— Start —

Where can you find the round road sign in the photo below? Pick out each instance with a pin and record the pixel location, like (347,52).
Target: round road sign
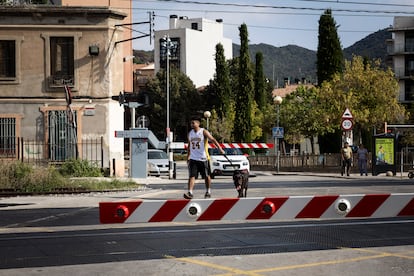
(346,124)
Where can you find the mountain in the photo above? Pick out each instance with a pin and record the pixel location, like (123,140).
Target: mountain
(373,46)
(298,63)
(289,61)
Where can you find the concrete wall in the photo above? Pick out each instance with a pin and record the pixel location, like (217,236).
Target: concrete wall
(197,48)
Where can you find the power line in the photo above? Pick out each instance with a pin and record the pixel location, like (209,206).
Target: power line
(289,7)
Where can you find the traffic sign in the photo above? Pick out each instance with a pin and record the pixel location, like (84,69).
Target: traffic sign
(278,132)
(347,114)
(347,124)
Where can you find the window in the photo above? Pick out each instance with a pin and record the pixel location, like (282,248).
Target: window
(409,90)
(7,59)
(9,132)
(409,65)
(62,60)
(409,42)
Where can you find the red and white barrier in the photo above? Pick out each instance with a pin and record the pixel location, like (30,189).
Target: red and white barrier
(240,145)
(267,208)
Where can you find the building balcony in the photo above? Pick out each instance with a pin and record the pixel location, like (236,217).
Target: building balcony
(61,80)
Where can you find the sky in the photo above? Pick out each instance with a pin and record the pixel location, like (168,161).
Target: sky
(274,22)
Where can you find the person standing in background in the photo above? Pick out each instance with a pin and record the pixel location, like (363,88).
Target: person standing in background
(362,155)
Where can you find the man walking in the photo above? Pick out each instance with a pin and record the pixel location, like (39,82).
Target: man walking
(362,159)
(198,158)
(346,155)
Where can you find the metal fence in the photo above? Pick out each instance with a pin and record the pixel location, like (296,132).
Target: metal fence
(39,152)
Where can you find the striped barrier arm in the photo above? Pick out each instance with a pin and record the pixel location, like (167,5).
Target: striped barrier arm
(255,208)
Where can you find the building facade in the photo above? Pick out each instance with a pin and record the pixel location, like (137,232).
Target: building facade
(59,68)
(401,49)
(192,48)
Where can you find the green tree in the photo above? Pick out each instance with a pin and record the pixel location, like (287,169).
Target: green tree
(301,116)
(244,93)
(370,92)
(219,87)
(329,53)
(259,82)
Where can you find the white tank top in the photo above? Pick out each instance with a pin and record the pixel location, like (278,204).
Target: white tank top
(198,145)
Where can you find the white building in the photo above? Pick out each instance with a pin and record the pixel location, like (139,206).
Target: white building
(193,47)
(401,48)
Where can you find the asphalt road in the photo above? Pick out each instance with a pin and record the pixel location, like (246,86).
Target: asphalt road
(61,234)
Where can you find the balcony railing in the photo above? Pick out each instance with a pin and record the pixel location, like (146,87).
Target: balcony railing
(61,80)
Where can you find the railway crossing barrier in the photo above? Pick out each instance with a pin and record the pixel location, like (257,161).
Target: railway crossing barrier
(259,208)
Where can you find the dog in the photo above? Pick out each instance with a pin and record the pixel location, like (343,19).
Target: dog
(241,182)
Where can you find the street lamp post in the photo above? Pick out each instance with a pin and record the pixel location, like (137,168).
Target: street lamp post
(166,44)
(278,101)
(207,115)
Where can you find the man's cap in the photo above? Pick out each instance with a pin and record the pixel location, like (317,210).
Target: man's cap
(196,118)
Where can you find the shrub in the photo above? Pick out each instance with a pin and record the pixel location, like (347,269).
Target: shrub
(80,168)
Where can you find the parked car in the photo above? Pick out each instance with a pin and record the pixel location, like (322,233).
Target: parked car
(220,165)
(157,163)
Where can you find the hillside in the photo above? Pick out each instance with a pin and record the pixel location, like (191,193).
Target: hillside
(373,46)
(295,62)
(282,62)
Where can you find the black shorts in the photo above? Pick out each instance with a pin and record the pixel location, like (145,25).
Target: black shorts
(195,167)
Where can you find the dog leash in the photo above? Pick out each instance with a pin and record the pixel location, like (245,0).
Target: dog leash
(228,159)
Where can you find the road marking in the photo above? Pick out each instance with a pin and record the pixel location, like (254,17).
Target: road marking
(231,270)
(399,255)
(323,263)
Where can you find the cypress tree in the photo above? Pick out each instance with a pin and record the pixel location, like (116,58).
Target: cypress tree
(259,82)
(222,82)
(329,53)
(244,92)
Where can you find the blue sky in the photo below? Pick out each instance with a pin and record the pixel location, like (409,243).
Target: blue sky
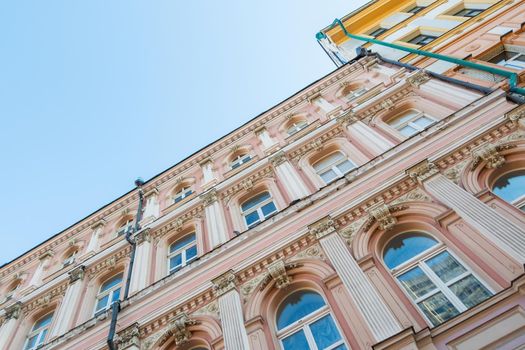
(94,94)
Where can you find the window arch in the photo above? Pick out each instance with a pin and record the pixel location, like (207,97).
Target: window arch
(258,208)
(108,294)
(182,252)
(333,166)
(304,321)
(410,122)
(511,188)
(36,338)
(437,282)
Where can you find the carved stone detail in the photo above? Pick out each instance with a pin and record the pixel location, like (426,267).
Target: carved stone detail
(224,283)
(488,153)
(278,159)
(13,311)
(143,236)
(422,171)
(381,213)
(322,227)
(128,337)
(418,78)
(209,197)
(77,274)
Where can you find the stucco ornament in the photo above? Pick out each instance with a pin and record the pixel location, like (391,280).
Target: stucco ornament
(489,153)
(381,213)
(418,78)
(128,337)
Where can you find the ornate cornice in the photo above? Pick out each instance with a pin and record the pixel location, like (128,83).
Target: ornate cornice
(76,274)
(224,283)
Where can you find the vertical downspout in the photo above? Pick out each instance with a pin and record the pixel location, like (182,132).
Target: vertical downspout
(115,307)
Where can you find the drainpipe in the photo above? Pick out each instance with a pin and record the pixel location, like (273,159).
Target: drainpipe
(511,76)
(115,307)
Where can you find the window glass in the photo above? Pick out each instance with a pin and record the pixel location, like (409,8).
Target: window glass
(406,246)
(296,306)
(511,187)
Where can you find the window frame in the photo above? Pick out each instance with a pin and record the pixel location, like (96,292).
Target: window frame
(39,333)
(109,292)
(419,261)
(304,323)
(182,251)
(258,208)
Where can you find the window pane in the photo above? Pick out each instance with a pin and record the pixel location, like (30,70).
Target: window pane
(297,306)
(416,283)
(328,176)
(510,186)
(423,122)
(407,131)
(405,246)
(268,209)
(182,242)
(175,261)
(255,200)
(445,266)
(470,291)
(325,332)
(346,166)
(102,303)
(296,341)
(251,218)
(191,253)
(438,308)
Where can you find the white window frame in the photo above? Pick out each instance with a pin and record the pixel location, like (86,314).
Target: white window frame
(109,292)
(182,252)
(296,126)
(333,166)
(184,192)
(419,261)
(39,333)
(240,160)
(410,122)
(258,208)
(303,324)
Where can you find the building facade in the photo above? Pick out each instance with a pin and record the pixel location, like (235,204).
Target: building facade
(380,207)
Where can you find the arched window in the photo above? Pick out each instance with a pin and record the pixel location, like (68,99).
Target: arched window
(296,126)
(109,293)
(438,283)
(37,336)
(304,322)
(333,166)
(410,122)
(511,188)
(182,252)
(240,160)
(125,226)
(182,193)
(258,208)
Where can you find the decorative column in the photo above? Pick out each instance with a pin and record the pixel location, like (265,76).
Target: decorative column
(141,266)
(152,207)
(128,338)
(231,314)
(95,237)
(364,134)
(36,279)
(70,302)
(491,224)
(379,317)
(292,182)
(265,138)
(9,327)
(215,220)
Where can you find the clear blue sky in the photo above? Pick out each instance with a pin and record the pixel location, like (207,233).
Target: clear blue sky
(96,93)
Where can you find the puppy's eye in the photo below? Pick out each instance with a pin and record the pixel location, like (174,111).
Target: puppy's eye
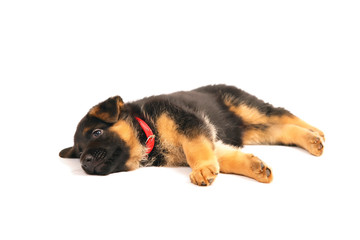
(97,133)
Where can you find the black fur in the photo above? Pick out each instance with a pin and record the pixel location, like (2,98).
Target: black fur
(189,110)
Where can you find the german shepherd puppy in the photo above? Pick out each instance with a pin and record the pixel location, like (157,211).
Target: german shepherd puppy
(204,129)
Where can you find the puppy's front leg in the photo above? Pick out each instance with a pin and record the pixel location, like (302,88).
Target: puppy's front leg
(200,155)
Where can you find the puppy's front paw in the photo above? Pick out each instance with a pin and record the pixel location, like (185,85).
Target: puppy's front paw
(315,144)
(205,175)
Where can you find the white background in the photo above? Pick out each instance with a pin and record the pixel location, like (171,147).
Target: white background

— End —

→ What the exercise asks:
Repeat verbatim the lines from the one holding "location, like (235,204)." through the end of the listing above, both ends included, but not the pictures.

→ Result of the task:
Where can you find the building facade in the photo above? Pick out each instance with a pin and record the pixel location, like (235,204).
Target: building facade
(380,207)
Where can you find the arched window in the photo above? Pick out each instance with a pin and record the pixel location, like (68,99).
Target: arched window
(296,126)
(109,293)
(438,283)
(37,336)
(304,322)
(333,166)
(410,122)
(511,188)
(182,252)
(240,160)
(125,226)
(182,193)
(258,208)
Where can you find the decorative column in the photo above? Pick out each instance with a pin and record the pixel location, like (265,76).
Target: decorative column
(141,266)
(152,207)
(128,338)
(231,314)
(95,237)
(364,134)
(36,279)
(70,302)
(491,224)
(379,317)
(292,182)
(265,138)
(9,327)
(215,220)
Where can you find the clear blue sky in the photo above? Pick out each instance with a pin and record the pixel location, like (207,233).
Target: clear blue sky
(96,93)
Where can you find the puppy's eye in the photo below? Pick out each instance with a pin and record the pixel location, like (174,111).
Target: puppy's eye
(97,133)
Where can you find the black fur in the photo above? Pick out each instance with a pin and record the pixel location, like (2,98).
Target: black fur
(189,110)
Where can you find the german shepherd puppy in the photo above? Pick out each instance with a pin and record the pixel location, like (157,211).
Target: german shepherd puppy
(204,129)
Where can you find the puppy's front leg in the photo above? Pick out each instance with a pin and record the pixel location, like (302,88).
Target: puppy's front leg
(200,155)
Where can you find the puppy's front paw in the photo above? Pick out each instance with a pin and record the pixel location, like (185,85).
Target: puppy's front paw
(315,144)
(205,175)
Where can you find the white background in the photo above? Pick out each instance with a pin and record the pixel location, like (171,147).
Target: white background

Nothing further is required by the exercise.